● Brief
Find each line in the rows below that contains the string "outline" and copy it out in full. Treat the match as case-sensitive.

● Spatial annotation rows
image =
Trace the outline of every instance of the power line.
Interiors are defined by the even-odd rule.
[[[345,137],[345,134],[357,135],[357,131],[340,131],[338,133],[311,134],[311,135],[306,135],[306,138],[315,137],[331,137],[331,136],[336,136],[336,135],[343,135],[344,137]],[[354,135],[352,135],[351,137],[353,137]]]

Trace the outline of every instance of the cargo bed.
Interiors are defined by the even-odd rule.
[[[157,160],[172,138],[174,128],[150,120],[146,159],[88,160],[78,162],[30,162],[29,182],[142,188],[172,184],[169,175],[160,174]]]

--

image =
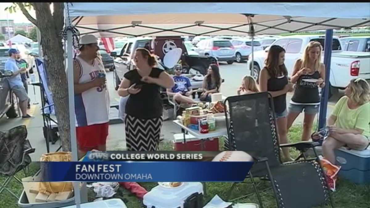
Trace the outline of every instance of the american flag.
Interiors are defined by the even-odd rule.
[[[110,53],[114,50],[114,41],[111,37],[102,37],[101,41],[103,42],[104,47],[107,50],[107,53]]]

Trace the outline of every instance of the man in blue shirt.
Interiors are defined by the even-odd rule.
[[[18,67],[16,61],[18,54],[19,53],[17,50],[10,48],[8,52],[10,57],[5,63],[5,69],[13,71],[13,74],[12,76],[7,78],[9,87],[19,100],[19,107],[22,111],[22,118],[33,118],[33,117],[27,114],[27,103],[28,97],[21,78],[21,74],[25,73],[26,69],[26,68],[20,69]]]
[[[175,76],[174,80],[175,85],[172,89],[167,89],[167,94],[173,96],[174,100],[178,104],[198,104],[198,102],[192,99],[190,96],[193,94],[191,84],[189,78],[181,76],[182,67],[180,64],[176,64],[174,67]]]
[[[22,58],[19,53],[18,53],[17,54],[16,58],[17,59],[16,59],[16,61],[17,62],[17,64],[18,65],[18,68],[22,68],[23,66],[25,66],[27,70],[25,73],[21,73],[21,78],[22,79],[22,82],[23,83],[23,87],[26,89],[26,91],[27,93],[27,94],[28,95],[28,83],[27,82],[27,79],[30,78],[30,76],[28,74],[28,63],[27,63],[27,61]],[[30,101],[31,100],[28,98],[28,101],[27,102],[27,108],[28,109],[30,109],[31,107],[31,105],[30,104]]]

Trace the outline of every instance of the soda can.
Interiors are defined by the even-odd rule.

● Final answer
Trace the outline of every instance of the power line.
Trace the outline of every instance of the cargo bed.
Trace the outline of every instance of the american flag.
Trace the outline of every instance of the man in blue shirt.
Trace the outline of every instance of the soda can.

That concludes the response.